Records
----
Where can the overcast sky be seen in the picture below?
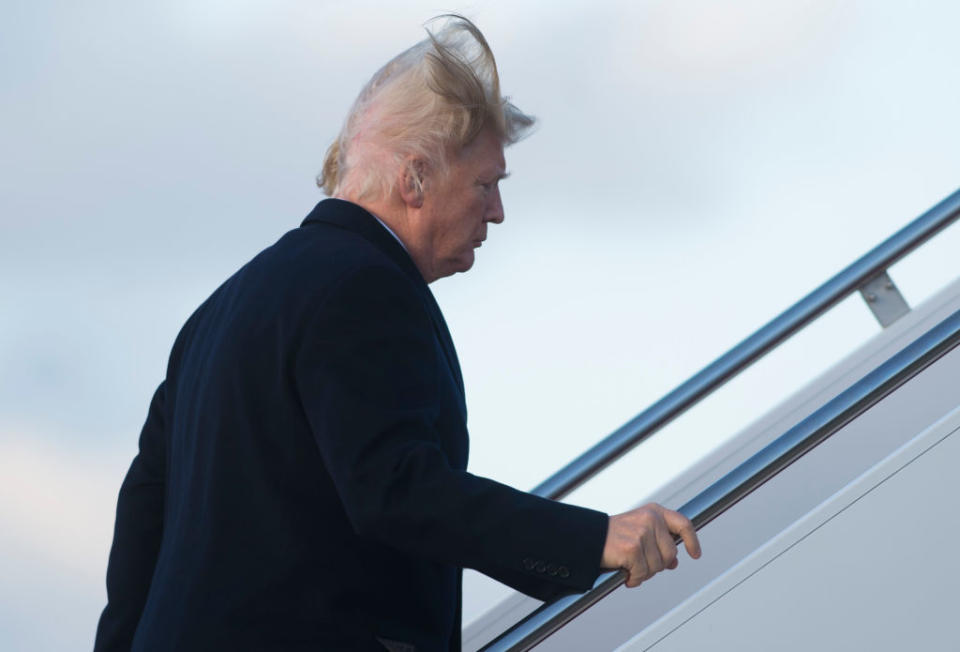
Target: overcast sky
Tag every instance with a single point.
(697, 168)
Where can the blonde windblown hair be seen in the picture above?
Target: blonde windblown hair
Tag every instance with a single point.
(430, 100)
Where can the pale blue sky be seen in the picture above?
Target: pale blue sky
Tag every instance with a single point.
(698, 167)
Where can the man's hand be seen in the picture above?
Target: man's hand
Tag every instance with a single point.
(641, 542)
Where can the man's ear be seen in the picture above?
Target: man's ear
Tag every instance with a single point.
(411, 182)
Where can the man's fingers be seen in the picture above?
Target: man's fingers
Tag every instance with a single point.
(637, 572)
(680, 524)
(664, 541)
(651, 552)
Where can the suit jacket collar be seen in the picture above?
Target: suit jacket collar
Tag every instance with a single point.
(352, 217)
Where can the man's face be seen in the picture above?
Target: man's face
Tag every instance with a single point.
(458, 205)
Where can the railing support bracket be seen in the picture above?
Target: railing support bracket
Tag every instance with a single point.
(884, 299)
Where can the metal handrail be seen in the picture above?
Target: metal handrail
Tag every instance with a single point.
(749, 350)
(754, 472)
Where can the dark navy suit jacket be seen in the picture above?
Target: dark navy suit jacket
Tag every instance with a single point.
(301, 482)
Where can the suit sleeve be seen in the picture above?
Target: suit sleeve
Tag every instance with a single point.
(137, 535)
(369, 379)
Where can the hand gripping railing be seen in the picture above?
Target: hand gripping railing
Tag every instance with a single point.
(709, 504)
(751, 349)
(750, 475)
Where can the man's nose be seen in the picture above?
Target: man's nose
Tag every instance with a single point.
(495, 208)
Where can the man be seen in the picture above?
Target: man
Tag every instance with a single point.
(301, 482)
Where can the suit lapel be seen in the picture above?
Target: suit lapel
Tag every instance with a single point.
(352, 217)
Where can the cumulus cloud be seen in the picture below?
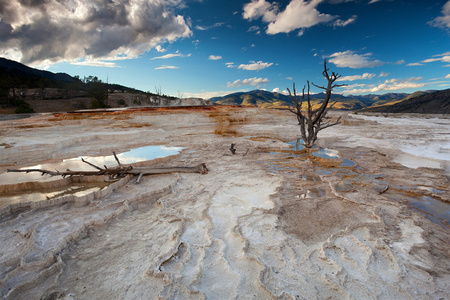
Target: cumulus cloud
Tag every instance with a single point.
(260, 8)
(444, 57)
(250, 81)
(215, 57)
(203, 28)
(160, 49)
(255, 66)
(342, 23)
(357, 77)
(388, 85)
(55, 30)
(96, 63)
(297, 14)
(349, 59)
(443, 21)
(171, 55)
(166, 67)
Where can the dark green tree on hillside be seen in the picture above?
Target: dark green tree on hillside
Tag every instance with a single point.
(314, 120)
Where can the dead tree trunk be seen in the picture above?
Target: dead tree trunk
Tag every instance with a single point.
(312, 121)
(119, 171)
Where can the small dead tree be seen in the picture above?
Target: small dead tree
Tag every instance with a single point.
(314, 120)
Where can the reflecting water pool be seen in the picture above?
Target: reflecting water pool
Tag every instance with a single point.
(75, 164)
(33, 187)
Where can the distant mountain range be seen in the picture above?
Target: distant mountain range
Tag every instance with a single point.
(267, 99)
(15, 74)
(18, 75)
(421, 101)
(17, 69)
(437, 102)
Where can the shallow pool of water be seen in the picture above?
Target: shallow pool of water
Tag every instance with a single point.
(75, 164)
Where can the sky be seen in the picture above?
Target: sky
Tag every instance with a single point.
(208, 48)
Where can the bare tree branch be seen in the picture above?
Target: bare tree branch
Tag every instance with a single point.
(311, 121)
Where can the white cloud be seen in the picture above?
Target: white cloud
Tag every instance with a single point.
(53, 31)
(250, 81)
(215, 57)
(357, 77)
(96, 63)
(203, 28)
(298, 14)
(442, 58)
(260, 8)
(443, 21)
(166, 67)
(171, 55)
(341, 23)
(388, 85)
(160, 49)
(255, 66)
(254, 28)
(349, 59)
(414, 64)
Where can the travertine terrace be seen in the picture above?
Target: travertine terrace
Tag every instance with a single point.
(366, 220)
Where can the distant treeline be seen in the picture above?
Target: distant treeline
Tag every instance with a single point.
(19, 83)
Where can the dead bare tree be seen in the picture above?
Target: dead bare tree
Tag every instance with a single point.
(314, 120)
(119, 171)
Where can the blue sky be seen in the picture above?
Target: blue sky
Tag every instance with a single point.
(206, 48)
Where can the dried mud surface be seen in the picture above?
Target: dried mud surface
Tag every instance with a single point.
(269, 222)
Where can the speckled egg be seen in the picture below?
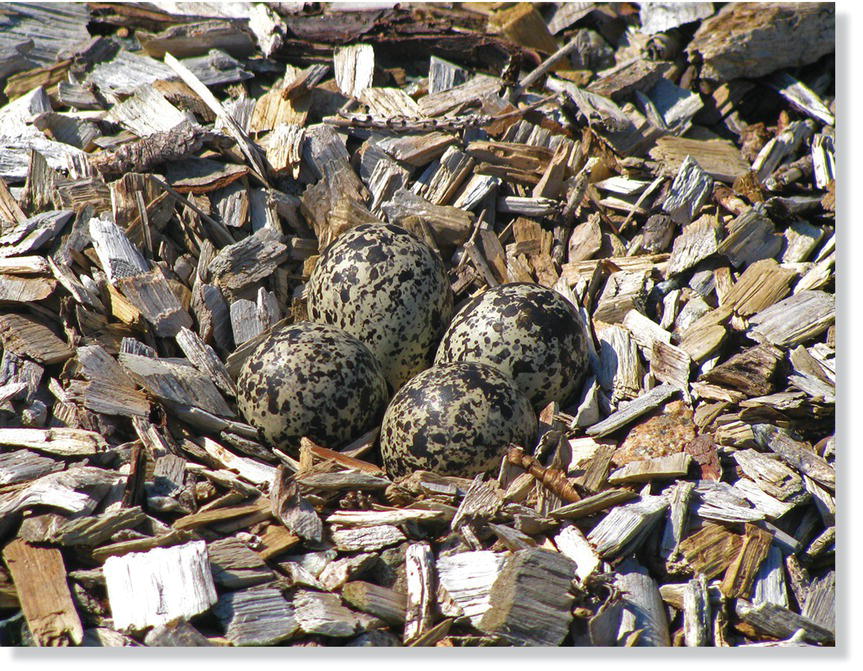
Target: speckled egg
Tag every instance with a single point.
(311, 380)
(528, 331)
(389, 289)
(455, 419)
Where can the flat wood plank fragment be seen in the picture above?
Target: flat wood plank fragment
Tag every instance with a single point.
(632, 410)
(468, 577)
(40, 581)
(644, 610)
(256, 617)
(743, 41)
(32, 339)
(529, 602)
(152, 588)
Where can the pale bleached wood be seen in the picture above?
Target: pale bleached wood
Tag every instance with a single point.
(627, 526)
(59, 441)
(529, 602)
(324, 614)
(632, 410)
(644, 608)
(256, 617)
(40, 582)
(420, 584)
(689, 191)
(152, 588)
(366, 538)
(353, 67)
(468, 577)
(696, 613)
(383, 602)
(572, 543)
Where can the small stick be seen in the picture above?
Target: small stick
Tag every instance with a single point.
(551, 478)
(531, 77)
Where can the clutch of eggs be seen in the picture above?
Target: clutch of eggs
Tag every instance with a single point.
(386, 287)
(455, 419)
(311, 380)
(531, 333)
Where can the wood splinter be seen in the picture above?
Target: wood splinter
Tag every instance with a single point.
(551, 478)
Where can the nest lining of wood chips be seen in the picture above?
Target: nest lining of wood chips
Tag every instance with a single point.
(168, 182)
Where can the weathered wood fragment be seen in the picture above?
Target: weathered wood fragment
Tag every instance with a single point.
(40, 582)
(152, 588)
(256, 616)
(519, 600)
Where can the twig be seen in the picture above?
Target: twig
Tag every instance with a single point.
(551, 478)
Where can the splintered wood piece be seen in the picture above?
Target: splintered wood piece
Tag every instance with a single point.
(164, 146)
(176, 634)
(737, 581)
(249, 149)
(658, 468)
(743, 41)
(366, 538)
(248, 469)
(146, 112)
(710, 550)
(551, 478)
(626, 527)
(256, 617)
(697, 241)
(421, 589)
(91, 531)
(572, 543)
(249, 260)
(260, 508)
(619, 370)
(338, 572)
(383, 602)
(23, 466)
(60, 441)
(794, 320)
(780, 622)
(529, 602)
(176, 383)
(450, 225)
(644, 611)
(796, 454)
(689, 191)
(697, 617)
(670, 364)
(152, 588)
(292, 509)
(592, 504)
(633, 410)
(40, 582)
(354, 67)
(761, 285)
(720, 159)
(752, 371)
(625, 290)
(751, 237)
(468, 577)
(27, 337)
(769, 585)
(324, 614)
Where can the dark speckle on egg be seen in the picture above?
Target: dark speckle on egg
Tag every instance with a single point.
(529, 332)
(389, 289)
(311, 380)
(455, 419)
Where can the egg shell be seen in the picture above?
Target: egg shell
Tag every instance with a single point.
----
### What is needed
Reproduce all of the material above word for word, leaving out the pictures.

### Solved problem
Where can the overcast sky be seen in the picture below?
Target: overcast sky
Tag every instance with a single point.
(697, 168)
Where can the blonde windblown hair be seen in the picture above?
Target: blonde windblown hair
Tag every instance with a single point.
(430, 100)
Where can the pale blue sky be seen in the picture above?
Target: pale blue sky
Tag every instance with a single point.
(698, 167)
Where can the man's hand be seen in the picture above?
Target: man's hand
Tag every instance with a single point.
(641, 542)
Where can the man's ear be seen in the picture above?
Target: man's ear
Tag every instance with a single point.
(411, 182)
Where can the man's fingers be seen in the picture above?
Target: man's fingers
Tag every instance with a single point.
(637, 572)
(680, 524)
(664, 541)
(651, 552)
Where can the suit jacket collar be seen in the picture above?
Target: suit jacket collar
Tag every instance with a single point.
(352, 217)
Where can the man's face be seen in the picture above?
Target: man's face
Tag every instance with a single point.
(458, 205)
Where can the railing support bracket be seen in the picture above?
Target: railing support bracket
Tag every instance with a single point.
(884, 299)
Where can the metal handrail be seen in the picture above?
Target: metal handrail
Tag every instance with a single point.
(749, 350)
(754, 472)
Where can the dark navy suit jacket be seen in the picture above?
Target: dark navy suit jacket
Tag every instance with a single point.
(301, 482)
Where can the suit sleeve be seen in the picture above?
Target: suit sleeve
Tag every instance with a single point.
(137, 535)
(369, 379)
Where can the hand gripping railing be seen in the picture above?
Target: hand gripping railing
Tag every instance with a single point.
(709, 504)
(751, 349)
(750, 475)
Where can the man's nose be seen in the picture above?
Target: man's nose
Tag every instance with a single point.
(495, 208)
Where can the man be seen in the picture above?
Target: man
Tag every instance with a single point.
(301, 482)
Where can the suit lapel be seen in the picture above?
Target: suit lapel
Tag every instance with a single point.
(352, 217)
Where can the cumulus cloud be seen in the picture below?
Target: cumulus cloud
Tag every instance with a single point.
(260, 8)
(444, 57)
(250, 81)
(215, 57)
(203, 28)
(160, 49)
(255, 66)
(342, 23)
(357, 77)
(388, 85)
(55, 30)
(96, 63)
(297, 14)
(349, 59)
(443, 21)
(171, 55)
(166, 67)
Where can the dark green tree on hillside be seen in the picture above?
Target: dark green tree on hillside
Tag every instance with a single point.
(314, 120)
Where can the dead tree trunk be seen in the picture above?
Target: dead tree trunk
Tag every instance with a single point.
(312, 121)
(119, 171)
Where can the small dead tree be seen in the picture above?
Target: small dead tree
Tag every instance with a single point.
(314, 120)
Where can the reflecting water pool be seen in the picture above?
Target: reflecting water pool
Tag every instance with a single point.
(75, 164)
(33, 187)
Where can the distant mountain range be seen in the picture above?
Target: distant mountain range
Tag every instance with a single point.
(267, 99)
(15, 74)
(18, 75)
(421, 101)
(17, 69)
(437, 102)
Where can the shallow pool of water be seen in the picture above?
Target: shallow pool of water
Tag every instance with a single point.
(75, 164)
Where can the sky be seen in the picture above?
Target: sky
Tag every instance with a single point.
(208, 48)
Where can the bare tree branch be seen in the picture above?
Target: bare tree branch
Tag every instance with a single point.
(311, 121)
Where can the white cloud be seen in the picture above?
Target: white cloud
Tag every instance with a single point.
(53, 31)
(250, 81)
(215, 57)
(357, 77)
(96, 63)
(203, 28)
(298, 14)
(442, 58)
(260, 8)
(443, 21)
(166, 67)
(171, 55)
(341, 23)
(388, 85)
(160, 49)
(255, 66)
(254, 28)
(349, 59)
(414, 64)
Where can the travertine terrace be seen in the picture above?
Target: travertine terrace
Tag every instance with a single point.
(366, 220)
Where can the distant treeline be seen in the picture above?
Target: distant treeline
Tag every instance with a single point.
(19, 83)
Where can the dead bare tree be seen in the picture above?
Target: dead bare tree
Tag every instance with a single point.
(314, 120)
(119, 171)
Where can the blue sky be seen in the picture above?
Target: blue sky
Tag every instance with a single point.
(206, 48)
Where can the dried mud surface be seen in the picture above?
Target: dried mud surface
Tag every instance with a single point.
(269, 222)
Where can the speckled egg be seen in the picture below?
Target: speckled egg
Tag every instance with a single point.
(311, 380)
(528, 331)
(389, 289)
(455, 419)
Where can the flat wood plank fragment be seen in the picture above?
Target: flat wood plank fragment
Tag every instance with a single point.
(632, 410)
(468, 577)
(40, 581)
(644, 610)
(256, 617)
(743, 41)
(32, 339)
(529, 602)
(152, 588)
Where can the pale bleached wood be seen in the picture above?
Target: pale bleached wood
Tag every instance with a single point.
(627, 526)
(59, 441)
(529, 602)
(324, 614)
(632, 410)
(644, 608)
(256, 617)
(40, 582)
(420, 584)
(689, 191)
(152, 588)
(366, 538)
(353, 67)
(468, 577)
(696, 613)
(383, 602)
(572, 543)
Where can the small stick be seen in the picture above?
Target: small stick
Tag every instance with a single point.
(551, 478)
(531, 77)
Where can the clutch of eggs be seen in the picture above?
Target: clutch of eggs
Tag every instance with a single point.
(386, 287)
(455, 419)
(311, 380)
(531, 333)
Where can the wood splinter be seen in the picture above?
Target: wood splinter
Tag every instance with a single point.
(551, 478)
Where can the nest lining of wood chips be seen in the picture above?
Target: nest lining of wood chips
Tag every instance with a single point.
(168, 182)
Where can the weathered wood fragment be seen in the picture above?
Target: weathered wood fragment
Tag every instance with a single point.
(40, 582)
(152, 588)
(256, 616)
(519, 600)
Where can the twig be seen in the picture above?
Target: twig
Tag every instance with a single point.
(551, 478)
Where can the splintered wood piece be seen in the picture above?
Target: splintered wood piece
Tag every instance with a single point.
(164, 146)
(176, 634)
(737, 581)
(249, 149)
(658, 468)
(743, 41)
(366, 538)
(248, 469)
(146, 112)
(710, 550)
(551, 478)
(626, 527)
(256, 617)
(697, 241)
(421, 589)
(91, 531)
(572, 543)
(249, 260)
(260, 508)
(619, 370)
(338, 572)
(383, 602)
(23, 466)
(60, 441)
(794, 320)
(780, 622)
(529, 602)
(176, 383)
(450, 225)
(644, 611)
(796, 454)
(689, 191)
(697, 617)
(670, 364)
(152, 588)
(292, 509)
(592, 504)
(633, 410)
(40, 582)
(354, 67)
(761, 285)
(720, 159)
(752, 371)
(625, 290)
(751, 237)
(468, 577)
(27, 337)
(769, 585)
(324, 614)
Where can the dark speckle on egg be seen in the picture above?
Target: dark speckle on egg
Tag every instance with a single point.
(529, 332)
(389, 289)
(311, 380)
(455, 419)
Where can the egg shell be seen in the picture above?
Target: egg shell
Tag every instance with a single point.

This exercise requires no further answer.